— start PROVIDED INFORMATION —

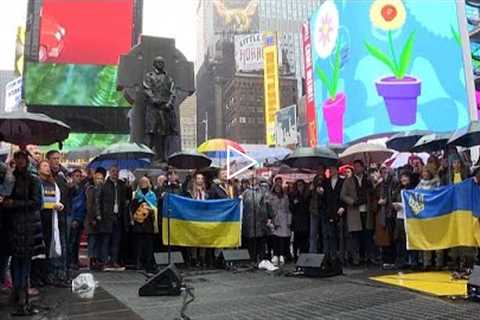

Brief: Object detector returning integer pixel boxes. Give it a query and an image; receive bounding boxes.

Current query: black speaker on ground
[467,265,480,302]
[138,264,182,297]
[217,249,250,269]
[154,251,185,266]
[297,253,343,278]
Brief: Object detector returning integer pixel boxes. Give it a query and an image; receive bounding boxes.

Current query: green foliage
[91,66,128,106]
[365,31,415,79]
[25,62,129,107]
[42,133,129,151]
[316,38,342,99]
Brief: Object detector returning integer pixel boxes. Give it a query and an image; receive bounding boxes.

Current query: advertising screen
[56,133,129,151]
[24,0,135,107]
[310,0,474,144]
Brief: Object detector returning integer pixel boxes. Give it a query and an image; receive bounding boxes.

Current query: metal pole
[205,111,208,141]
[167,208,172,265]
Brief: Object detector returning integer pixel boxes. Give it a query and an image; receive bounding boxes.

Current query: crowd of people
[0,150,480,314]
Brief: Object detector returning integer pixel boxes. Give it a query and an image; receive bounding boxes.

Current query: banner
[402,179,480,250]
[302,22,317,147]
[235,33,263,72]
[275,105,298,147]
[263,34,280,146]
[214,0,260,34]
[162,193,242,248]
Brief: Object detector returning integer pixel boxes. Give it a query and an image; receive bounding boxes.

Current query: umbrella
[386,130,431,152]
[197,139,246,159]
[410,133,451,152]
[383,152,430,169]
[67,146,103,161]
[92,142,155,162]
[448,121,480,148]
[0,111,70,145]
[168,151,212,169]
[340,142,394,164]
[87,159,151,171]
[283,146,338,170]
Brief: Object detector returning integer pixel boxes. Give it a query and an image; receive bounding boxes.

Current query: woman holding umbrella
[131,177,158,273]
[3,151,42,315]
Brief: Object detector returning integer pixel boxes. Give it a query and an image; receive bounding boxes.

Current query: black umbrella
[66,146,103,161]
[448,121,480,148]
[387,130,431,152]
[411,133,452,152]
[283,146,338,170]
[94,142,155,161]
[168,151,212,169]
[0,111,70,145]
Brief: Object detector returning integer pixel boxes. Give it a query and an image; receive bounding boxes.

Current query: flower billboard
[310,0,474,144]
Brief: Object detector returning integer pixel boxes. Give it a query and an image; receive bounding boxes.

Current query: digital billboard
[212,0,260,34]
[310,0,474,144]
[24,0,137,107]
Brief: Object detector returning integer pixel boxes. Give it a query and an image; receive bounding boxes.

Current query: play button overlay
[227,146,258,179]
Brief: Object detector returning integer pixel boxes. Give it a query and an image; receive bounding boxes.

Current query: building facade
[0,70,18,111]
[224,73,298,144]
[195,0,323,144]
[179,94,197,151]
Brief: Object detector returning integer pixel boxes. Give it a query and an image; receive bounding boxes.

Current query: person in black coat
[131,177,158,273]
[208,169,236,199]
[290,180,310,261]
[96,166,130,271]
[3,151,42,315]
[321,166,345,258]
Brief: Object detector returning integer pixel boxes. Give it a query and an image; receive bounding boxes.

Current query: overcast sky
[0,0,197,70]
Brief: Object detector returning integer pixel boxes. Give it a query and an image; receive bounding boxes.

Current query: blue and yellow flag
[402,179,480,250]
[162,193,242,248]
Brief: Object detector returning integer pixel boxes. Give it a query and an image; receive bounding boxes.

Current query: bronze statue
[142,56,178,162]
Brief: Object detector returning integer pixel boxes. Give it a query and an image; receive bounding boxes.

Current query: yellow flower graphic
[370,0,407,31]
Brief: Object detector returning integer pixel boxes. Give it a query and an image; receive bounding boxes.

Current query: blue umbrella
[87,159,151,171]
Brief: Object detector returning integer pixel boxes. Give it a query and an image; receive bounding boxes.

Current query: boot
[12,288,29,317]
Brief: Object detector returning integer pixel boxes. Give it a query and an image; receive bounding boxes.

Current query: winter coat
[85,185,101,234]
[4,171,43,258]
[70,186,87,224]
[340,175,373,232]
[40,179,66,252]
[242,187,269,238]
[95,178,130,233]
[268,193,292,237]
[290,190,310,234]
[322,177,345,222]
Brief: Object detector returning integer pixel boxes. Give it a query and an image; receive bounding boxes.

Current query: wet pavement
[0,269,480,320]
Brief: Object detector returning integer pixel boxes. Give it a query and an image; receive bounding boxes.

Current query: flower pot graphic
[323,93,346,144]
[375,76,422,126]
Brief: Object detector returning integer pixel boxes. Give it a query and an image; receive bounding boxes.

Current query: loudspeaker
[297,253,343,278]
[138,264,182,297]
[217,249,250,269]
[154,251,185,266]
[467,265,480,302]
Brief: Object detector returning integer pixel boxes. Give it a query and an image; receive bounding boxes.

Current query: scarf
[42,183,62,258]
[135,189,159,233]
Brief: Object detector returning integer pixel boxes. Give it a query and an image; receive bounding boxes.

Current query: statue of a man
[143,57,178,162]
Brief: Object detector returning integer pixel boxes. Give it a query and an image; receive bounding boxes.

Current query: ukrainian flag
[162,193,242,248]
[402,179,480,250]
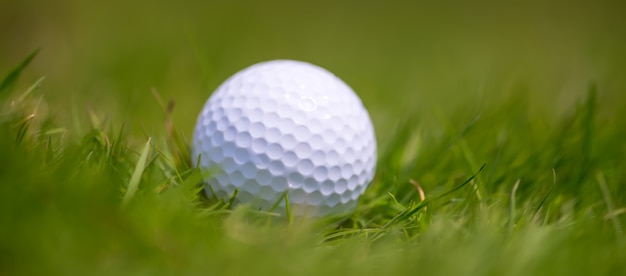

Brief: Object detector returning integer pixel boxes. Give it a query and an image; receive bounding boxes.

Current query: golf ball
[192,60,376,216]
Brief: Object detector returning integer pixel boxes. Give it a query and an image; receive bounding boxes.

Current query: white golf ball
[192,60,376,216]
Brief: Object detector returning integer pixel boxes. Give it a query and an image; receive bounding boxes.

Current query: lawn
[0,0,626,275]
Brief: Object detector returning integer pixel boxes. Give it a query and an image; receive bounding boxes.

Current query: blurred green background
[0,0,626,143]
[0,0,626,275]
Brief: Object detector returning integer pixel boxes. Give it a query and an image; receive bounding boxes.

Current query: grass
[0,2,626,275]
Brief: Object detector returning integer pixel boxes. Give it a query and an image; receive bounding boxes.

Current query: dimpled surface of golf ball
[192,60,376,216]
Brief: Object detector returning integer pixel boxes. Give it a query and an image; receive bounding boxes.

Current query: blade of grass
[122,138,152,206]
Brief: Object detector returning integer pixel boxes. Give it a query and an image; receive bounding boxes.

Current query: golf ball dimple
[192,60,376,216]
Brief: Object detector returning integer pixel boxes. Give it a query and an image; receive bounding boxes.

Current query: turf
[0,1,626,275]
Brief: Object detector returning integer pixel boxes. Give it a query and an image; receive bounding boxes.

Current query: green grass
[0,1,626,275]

— end PROVIDED INFORMATION —

## [PROBLEM DETAILS]
Output everything from the start of the material down to the line containing "[0,150,480,314]", both ends included, as a JSON list of strings with one string per line. Omit blank lines and the pictures.

## [ANSWER TO THE TASK]
[
  "Brief: Object detector returning integer pixel boxes. Give it a query and an image; receive bounding boxes.",
  "Current query: black speaker on ground",
  "[467,265,480,302]",
  "[138,264,182,297]",
  "[217,249,250,269]",
  "[154,251,185,266]",
  "[297,253,343,278]",
  "Brief: Object detector returning integer pixel boxes. Give it a query and an image; receive bounding boxes.",
  "Current query: green foliage",
  "[91,66,128,106]",
  "[365,31,415,79]",
  "[25,62,129,107]",
  "[42,133,129,151]",
  "[316,38,342,99]",
  "Brief: Object detector returning integer pixel boxes. Give it a query and an image; receive bounding boxes.",
  "Current query: advertising screen",
  "[56,133,129,151]",
  "[24,0,135,107]",
  "[310,0,474,144]",
  "Brief: Object detector returning integer pixel boxes. Give it a query and an image; receive bounding boxes.",
  "Current query: metal pole",
  "[205,111,208,141]",
  "[167,208,172,265]",
  "Brief: Object detector returning integer pixel boxes. Give it a query and an image; receive bounding boxes.",
  "Current query: crowd of people",
  "[0,150,480,314]"
]